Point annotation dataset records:

──────

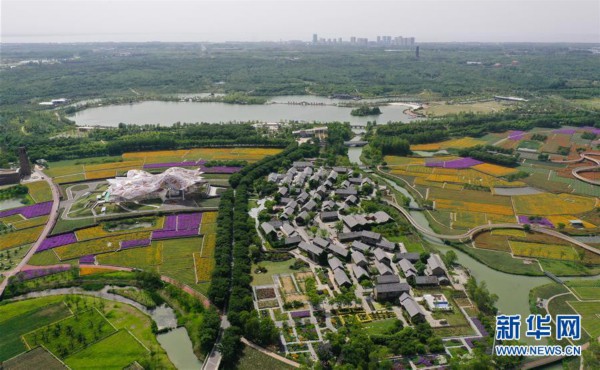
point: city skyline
(209, 21)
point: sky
(249, 20)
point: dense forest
(475, 125)
(39, 132)
(102, 70)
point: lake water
(179, 348)
(512, 290)
(278, 109)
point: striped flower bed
(90, 259)
(172, 234)
(57, 241)
(126, 244)
(199, 164)
(299, 314)
(567, 131)
(189, 221)
(36, 273)
(542, 221)
(455, 164)
(35, 210)
(516, 135)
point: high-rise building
(24, 165)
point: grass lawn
(503, 262)
(105, 356)
(411, 245)
(567, 268)
(585, 289)
(39, 191)
(72, 334)
(272, 268)
(379, 327)
(37, 358)
(63, 226)
(22, 317)
(589, 318)
(530, 144)
(252, 359)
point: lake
(282, 108)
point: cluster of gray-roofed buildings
(330, 198)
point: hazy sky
(427, 20)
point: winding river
(305, 108)
(175, 342)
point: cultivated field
(553, 204)
(465, 142)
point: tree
(450, 258)
(230, 345)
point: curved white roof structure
(139, 185)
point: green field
(37, 358)
(379, 327)
(503, 262)
(37, 315)
(585, 289)
(567, 268)
(23, 317)
(252, 359)
(530, 144)
(272, 269)
(103, 355)
(589, 318)
(39, 191)
(72, 334)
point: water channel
(305, 108)
(175, 342)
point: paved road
(51, 221)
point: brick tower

──────

[WORK REQUIRED] Recast the listing above as a numbered list, starting at the line with "point: lake water" and continuing through the last line of the listing, both included. Leave out any blank lines.

[EXPECTED ANSWER]
1. point: lake water
2. (179, 348)
3. (512, 290)
4. (278, 109)
5. point: striped flower bed
6. (90, 259)
7. (172, 234)
8. (57, 241)
9. (126, 244)
10. (199, 164)
11. (299, 314)
12. (567, 131)
13. (189, 221)
14. (36, 273)
15. (542, 221)
16. (455, 164)
17. (35, 210)
18. (516, 135)
19. point: high-rise building
20. (24, 165)
21. point: grass lawn
22. (503, 262)
23. (105, 356)
24. (411, 245)
25. (567, 268)
26. (585, 289)
27. (39, 191)
28. (72, 334)
29. (272, 268)
30. (379, 327)
31. (37, 358)
32. (63, 226)
33. (22, 317)
34. (589, 318)
35. (530, 144)
36. (252, 359)
37. point: lake
38. (282, 108)
39. point: cluster of gray-roofed buildings
40. (330, 198)
41. point: hazy sky
42. (427, 20)
43. point: winding river
44. (305, 108)
45. (175, 342)
46. point: cultivated field
47. (553, 204)
48. (465, 142)
49. point: tree
50. (450, 258)
51. (230, 345)
52. point: curved white roof structure
53. (139, 185)
54. point: green field
55. (37, 358)
56. (379, 327)
57. (503, 262)
58. (37, 315)
59. (585, 289)
60. (567, 268)
61. (23, 317)
62. (252, 359)
63. (530, 144)
64. (272, 269)
65. (103, 355)
66. (589, 318)
67. (39, 191)
68. (72, 334)
69. point: water channel
70. (305, 108)
71. (175, 342)
72. point: paved road
73. (51, 221)
74. point: brick tower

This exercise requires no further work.